* Requirement: Return every line of the entries below that contains the word "door", matching case exactly.

-- -- --

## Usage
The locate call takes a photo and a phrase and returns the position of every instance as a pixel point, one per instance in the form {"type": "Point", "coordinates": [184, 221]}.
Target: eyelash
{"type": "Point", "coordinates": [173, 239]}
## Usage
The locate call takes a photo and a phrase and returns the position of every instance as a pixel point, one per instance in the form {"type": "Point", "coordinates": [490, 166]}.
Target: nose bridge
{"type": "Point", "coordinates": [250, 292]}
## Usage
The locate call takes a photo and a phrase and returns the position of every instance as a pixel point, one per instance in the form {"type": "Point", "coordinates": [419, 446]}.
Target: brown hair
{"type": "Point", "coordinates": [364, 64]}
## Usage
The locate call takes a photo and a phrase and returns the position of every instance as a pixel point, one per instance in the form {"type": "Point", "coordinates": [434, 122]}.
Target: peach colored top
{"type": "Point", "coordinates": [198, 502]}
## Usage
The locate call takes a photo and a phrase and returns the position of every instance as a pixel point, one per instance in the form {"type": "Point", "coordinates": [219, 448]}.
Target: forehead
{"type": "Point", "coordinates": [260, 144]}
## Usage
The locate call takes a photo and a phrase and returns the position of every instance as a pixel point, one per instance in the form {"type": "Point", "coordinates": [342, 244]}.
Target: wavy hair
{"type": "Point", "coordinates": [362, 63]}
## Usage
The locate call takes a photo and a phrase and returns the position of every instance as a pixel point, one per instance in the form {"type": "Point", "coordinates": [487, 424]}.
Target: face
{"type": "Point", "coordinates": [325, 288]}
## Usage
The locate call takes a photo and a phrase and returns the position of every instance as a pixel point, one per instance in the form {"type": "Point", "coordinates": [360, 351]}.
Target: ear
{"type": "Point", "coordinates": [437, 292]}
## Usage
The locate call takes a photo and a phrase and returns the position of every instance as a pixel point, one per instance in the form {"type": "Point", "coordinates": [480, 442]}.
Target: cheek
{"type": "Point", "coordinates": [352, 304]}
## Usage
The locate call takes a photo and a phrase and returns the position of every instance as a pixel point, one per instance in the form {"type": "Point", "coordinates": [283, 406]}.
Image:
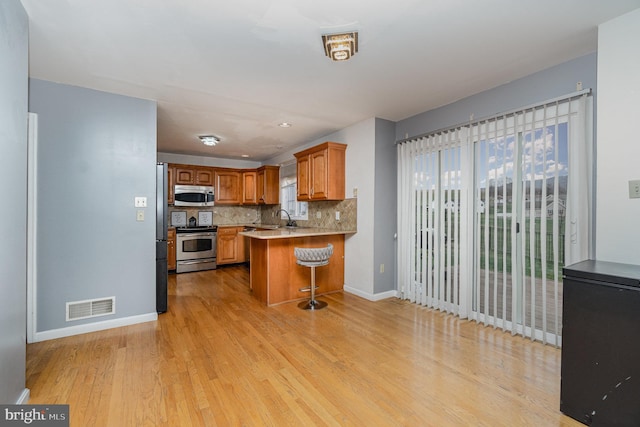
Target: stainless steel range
{"type": "Point", "coordinates": [196, 248]}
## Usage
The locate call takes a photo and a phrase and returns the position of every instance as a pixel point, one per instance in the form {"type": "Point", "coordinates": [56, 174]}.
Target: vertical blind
{"type": "Point", "coordinates": [489, 212]}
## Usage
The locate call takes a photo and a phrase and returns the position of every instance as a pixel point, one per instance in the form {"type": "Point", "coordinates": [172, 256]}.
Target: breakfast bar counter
{"type": "Point", "coordinates": [277, 278]}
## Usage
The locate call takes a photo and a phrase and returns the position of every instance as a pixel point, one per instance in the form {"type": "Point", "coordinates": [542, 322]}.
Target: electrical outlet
{"type": "Point", "coordinates": [140, 202]}
{"type": "Point", "coordinates": [634, 189]}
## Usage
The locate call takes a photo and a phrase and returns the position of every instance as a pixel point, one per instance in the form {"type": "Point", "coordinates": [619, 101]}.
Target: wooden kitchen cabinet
{"type": "Point", "coordinates": [230, 245]}
{"type": "Point", "coordinates": [249, 188]}
{"type": "Point", "coordinates": [321, 172]}
{"type": "Point", "coordinates": [268, 185]}
{"type": "Point", "coordinates": [261, 186]}
{"type": "Point", "coordinates": [171, 177]}
{"type": "Point", "coordinates": [228, 185]}
{"type": "Point", "coordinates": [171, 249]}
{"type": "Point", "coordinates": [193, 175]}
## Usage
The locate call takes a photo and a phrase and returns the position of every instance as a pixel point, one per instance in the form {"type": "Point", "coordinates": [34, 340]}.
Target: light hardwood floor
{"type": "Point", "coordinates": [219, 357]}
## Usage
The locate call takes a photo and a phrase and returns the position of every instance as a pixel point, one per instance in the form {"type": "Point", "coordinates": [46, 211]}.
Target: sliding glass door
{"type": "Point", "coordinates": [521, 195]}
{"type": "Point", "coordinates": [490, 212]}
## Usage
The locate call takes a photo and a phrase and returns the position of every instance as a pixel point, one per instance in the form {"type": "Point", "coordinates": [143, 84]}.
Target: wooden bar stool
{"type": "Point", "coordinates": [312, 258]}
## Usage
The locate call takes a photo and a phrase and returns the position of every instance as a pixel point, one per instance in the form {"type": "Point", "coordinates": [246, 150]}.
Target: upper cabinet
{"type": "Point", "coordinates": [321, 172]}
{"type": "Point", "coordinates": [228, 185]}
{"type": "Point", "coordinates": [268, 185]}
{"type": "Point", "coordinates": [249, 189]}
{"type": "Point", "coordinates": [193, 175]}
{"type": "Point", "coordinates": [232, 186]}
{"type": "Point", "coordinates": [171, 177]}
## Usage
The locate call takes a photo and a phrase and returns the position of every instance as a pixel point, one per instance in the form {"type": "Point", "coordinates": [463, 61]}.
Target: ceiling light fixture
{"type": "Point", "coordinates": [340, 47]}
{"type": "Point", "coordinates": [209, 140]}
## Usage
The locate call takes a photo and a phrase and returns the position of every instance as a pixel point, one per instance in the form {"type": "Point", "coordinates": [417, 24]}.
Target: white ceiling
{"type": "Point", "coordinates": [237, 68]}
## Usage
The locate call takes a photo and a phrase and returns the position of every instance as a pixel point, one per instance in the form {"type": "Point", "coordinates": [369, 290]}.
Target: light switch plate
{"type": "Point", "coordinates": [634, 189]}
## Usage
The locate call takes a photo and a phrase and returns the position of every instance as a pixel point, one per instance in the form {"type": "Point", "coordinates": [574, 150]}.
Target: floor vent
{"type": "Point", "coordinates": [91, 308]}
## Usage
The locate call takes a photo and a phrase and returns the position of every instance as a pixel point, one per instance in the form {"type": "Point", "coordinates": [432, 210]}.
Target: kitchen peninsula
{"type": "Point", "coordinates": [275, 276]}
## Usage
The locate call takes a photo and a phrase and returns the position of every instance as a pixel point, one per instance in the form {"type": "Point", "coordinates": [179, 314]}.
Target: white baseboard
{"type": "Point", "coordinates": [371, 297]}
{"type": "Point", "coordinates": [94, 327]}
{"type": "Point", "coordinates": [24, 397]}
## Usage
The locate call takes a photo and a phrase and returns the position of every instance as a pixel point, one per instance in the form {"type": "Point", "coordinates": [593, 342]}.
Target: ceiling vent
{"type": "Point", "coordinates": [340, 47]}
{"type": "Point", "coordinates": [91, 308]}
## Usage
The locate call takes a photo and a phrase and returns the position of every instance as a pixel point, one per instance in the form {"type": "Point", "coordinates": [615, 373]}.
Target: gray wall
{"type": "Point", "coordinates": [96, 152]}
{"type": "Point", "coordinates": [541, 86]}
{"type": "Point", "coordinates": [384, 211]}
{"type": "Point", "coordinates": [14, 31]}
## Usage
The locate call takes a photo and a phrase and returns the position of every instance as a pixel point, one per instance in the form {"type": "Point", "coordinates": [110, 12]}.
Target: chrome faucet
{"type": "Point", "coordinates": [290, 223]}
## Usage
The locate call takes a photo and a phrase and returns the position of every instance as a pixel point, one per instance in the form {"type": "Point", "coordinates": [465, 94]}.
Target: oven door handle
{"type": "Point", "coordinates": [183, 235]}
{"type": "Point", "coordinates": [196, 261]}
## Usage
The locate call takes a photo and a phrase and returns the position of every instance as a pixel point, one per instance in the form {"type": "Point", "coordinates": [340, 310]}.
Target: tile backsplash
{"type": "Point", "coordinates": [321, 214]}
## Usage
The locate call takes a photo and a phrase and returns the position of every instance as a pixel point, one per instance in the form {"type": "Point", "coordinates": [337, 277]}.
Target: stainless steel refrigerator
{"type": "Point", "coordinates": [161, 237]}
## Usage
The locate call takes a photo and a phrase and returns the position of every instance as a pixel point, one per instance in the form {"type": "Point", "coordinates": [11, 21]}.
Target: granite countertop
{"type": "Point", "coordinates": [276, 232]}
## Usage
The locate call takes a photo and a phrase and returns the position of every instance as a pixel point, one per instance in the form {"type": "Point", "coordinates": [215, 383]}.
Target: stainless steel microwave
{"type": "Point", "coordinates": [193, 195]}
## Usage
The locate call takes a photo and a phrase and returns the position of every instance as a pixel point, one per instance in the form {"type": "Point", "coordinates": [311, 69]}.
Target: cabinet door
{"type": "Point", "coordinates": [227, 245]}
{"type": "Point", "coordinates": [318, 175]}
{"type": "Point", "coordinates": [269, 182]}
{"type": "Point", "coordinates": [249, 188]}
{"type": "Point", "coordinates": [171, 177]}
{"type": "Point", "coordinates": [303, 178]}
{"type": "Point", "coordinates": [204, 176]}
{"type": "Point", "coordinates": [228, 186]}
{"type": "Point", "coordinates": [242, 241]}
{"type": "Point", "coordinates": [171, 249]}
{"type": "Point", "coordinates": [185, 175]}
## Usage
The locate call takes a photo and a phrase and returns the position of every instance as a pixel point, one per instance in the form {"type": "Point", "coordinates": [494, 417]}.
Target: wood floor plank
{"type": "Point", "coordinates": [219, 357]}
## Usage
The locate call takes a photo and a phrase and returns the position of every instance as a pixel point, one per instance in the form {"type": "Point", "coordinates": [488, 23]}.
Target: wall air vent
{"type": "Point", "coordinates": [90, 308]}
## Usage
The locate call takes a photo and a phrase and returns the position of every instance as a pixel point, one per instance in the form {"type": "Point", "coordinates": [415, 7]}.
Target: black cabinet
{"type": "Point", "coordinates": [600, 371]}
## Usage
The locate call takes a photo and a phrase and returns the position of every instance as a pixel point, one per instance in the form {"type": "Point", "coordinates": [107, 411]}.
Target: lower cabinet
{"type": "Point", "coordinates": [230, 245]}
{"type": "Point", "coordinates": [171, 249]}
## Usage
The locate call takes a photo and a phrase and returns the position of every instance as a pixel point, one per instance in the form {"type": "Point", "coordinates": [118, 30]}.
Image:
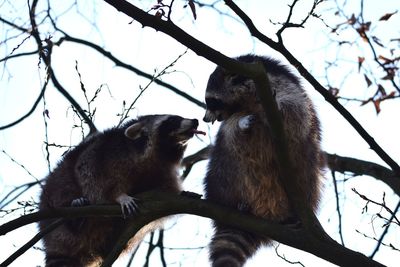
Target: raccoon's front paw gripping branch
{"type": "Point", "coordinates": [128, 204]}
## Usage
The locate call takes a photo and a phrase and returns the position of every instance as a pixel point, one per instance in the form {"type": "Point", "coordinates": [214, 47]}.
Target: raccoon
{"type": "Point", "coordinates": [111, 167]}
{"type": "Point", "coordinates": [243, 170]}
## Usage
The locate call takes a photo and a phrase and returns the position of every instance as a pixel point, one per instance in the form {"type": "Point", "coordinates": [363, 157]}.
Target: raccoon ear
{"type": "Point", "coordinates": [134, 131]}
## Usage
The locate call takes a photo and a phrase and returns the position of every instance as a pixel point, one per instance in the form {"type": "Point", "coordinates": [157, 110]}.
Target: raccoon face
{"type": "Point", "coordinates": [164, 135]}
{"type": "Point", "coordinates": [227, 94]}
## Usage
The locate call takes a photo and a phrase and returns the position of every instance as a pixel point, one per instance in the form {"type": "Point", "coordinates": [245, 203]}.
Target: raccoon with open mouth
{"type": "Point", "coordinates": [111, 167]}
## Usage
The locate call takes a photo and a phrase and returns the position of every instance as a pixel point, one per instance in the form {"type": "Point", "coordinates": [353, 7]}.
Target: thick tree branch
{"type": "Point", "coordinates": [32, 242]}
{"type": "Point", "coordinates": [156, 205]}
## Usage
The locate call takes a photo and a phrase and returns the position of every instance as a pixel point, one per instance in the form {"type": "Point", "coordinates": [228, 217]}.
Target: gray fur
{"type": "Point", "coordinates": [243, 171]}
{"type": "Point", "coordinates": [111, 167]}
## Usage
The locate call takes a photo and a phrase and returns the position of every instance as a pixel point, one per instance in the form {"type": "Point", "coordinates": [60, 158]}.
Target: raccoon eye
{"type": "Point", "coordinates": [238, 79]}
{"type": "Point", "coordinates": [170, 125]}
{"type": "Point", "coordinates": [214, 104]}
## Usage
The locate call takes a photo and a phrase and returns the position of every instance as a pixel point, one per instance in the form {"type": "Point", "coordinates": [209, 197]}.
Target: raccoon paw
{"type": "Point", "coordinates": [128, 205]}
{"type": "Point", "coordinates": [244, 207]}
{"type": "Point", "coordinates": [79, 202]}
{"type": "Point", "coordinates": [245, 122]}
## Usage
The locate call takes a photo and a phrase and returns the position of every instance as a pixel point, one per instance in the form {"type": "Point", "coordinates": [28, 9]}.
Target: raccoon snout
{"type": "Point", "coordinates": [210, 116]}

-- -- --

* Reply to the task:
Target: sliding glass door
Target: oven door handle
Target: cabinet door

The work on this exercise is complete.